Sunday, February 11, 2007

Aunt Mabel's Turkey in a Bag

Aunt Mabel's Turkey in a Bag

The Following is the Transcript of the Interview I did with Aunt Mabel when I asked for her Recipe:

"Aunt Mabel Can I get your recipe for the Christmas Bird?"

OK, but you gotta remember this is an old family recipe and aint meant for just anyone. Lets see, first you need a decent size bird, about 12 to 18 pounds. Now if your Uncle Bobby Don is coming over we gotta cook ham and Turkey cause he eats like a steam shovel stuck in high gear. No, Hiram, I aint talking about you, go back to watching the football game. I swear that man thinks that I aint got nothing better to do than talk about him. Now where was I?

You were gonna give me the recipe. Said we needed a 12 to 18 pound bird.

Oh yea, OK next, you need a paper bag, like the one get from the grocery store. It don't matter what store you get one from, but Hiram always gets a Piggly Wiggly bag cause he says the little pig on the front of it makes him laugh. You also need some peanut oil, about a cup. Now make sure its fresh and it has to be Peanut oil, none of them other oils work as well.

OK, a cup of Fresh Peanut Oil

Now you also need some Worcestershire Powder, not a whole bunch but a little. Sprinkle the Worcestershire Powder on the bird and rub it in with the Peanut oil. Don't get carried away with either one of em. Just a couple of pinches of powder and just enough oil to get it in. Go ahead and turn on your oven to 325 degrees. What, No Hiram I aint Cooking supper right now, I am telling this boy a recipe. No, I don't know why he wants it, everyone knows his wife wont let him in the kitchen after that fiasco with the tomaters.

GOALS:
#1 Answer these from the turkey recipe interview:
(a) What size of bird does the recipe call for?
(b) How much peanut oil is needed?
(c) To what temperature should the oven be set?
#2 Carry on the turkey recipe interview from its last line, keeping the same voice.

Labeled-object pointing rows
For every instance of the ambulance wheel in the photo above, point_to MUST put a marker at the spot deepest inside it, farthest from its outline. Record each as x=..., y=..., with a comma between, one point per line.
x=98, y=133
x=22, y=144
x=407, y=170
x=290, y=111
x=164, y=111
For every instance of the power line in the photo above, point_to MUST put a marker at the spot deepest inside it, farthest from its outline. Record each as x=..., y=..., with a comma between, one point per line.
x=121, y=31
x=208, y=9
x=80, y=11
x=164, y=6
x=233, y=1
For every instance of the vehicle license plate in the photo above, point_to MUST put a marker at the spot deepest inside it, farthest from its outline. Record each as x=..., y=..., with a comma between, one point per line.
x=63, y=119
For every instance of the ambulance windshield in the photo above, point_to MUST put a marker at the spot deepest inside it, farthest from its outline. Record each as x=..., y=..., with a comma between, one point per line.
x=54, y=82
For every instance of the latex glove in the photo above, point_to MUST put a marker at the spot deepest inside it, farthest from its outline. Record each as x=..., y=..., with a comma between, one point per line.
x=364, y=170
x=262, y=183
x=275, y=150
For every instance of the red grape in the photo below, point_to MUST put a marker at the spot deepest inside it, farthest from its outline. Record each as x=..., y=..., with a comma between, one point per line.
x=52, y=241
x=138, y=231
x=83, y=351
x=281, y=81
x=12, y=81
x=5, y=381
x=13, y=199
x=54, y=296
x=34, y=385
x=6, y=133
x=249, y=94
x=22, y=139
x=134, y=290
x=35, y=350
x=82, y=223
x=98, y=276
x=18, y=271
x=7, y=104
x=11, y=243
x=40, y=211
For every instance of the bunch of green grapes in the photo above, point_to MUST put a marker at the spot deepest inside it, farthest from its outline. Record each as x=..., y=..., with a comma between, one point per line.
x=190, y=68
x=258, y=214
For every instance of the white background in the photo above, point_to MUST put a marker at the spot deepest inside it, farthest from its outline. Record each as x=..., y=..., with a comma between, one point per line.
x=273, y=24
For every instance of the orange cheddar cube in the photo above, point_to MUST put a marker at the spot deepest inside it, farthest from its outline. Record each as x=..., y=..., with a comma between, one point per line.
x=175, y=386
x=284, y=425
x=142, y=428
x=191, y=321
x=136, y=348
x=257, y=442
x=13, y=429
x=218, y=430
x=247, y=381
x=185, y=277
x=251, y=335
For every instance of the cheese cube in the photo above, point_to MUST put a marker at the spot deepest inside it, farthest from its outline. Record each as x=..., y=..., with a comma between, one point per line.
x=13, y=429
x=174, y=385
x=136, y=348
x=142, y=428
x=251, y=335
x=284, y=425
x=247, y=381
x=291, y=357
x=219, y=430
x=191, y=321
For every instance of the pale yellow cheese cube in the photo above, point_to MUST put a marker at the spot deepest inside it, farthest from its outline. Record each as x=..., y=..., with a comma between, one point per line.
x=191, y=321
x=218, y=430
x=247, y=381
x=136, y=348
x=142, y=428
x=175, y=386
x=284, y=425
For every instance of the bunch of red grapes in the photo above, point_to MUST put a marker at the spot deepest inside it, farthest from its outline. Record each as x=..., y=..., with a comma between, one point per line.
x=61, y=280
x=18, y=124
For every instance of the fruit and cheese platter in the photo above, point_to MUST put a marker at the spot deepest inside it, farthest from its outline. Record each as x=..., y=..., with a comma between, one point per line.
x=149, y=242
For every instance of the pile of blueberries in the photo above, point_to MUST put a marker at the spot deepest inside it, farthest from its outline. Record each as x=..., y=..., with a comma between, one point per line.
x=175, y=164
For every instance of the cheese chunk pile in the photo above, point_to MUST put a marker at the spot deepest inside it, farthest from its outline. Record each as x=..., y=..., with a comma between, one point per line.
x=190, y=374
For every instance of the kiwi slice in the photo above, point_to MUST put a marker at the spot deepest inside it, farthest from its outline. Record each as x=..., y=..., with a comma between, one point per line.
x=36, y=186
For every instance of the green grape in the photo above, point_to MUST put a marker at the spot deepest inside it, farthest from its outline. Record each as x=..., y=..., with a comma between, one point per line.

ANSWERS TO THE EXERCISE:
#1
(a) About 12 to 18 pounds.
(b) About a cup.
(c) 325 degrees.

#2
Aunt Mabel, the Recipe

Well, if you would quit interrupting me all the time you would have it already. Now slide that bird in the sack, Breast side up. Tie off the bag with some string, and now you can't use fishing line, it melts and smokes up the house. Now stick the whole thing in a roasting pan without the lid. Put it on the bottom shelf of your oven and cook it for 10 minutes per pound. If you cook it longer than that the meat will fall off the bones. You wanna make sure that sack aint touching the top of the oven.

When its done that bag is gonna be all full of steam so open it careful, put it on the platter and serve it. Now that goes real well with My Stuffin and home made biscuits.

Thanks Aunt Mabel, it sounds wonderful.

End Transcript

Aunt Mabel's Turkey is famous in the family for its tenderness and juiciness. It may sound strange but makes a good bird.


NOTE: Another article that started out as a joke. I was still in training when I wrote this and a few people told me that if I could ever stop talking about food in the chat rooms I would make a good host. Well those of yall that know me know I couldn’t resist an opening like that.

2007 Update:

This has over the years been one of the most popular things I have ever written. It has appeared in the Leonard Graphic, Van Spotlight, Celeste Tribune, Houston (online) Tribune. Southern Footprints Magazine, the Dallas Genealogical Society Newsletter, the Golden Gates Genealogical Society Newsletter and various webpages. This is a REAL recipe and the one my family uses every Christmas and Thanksgiving for our Turkey.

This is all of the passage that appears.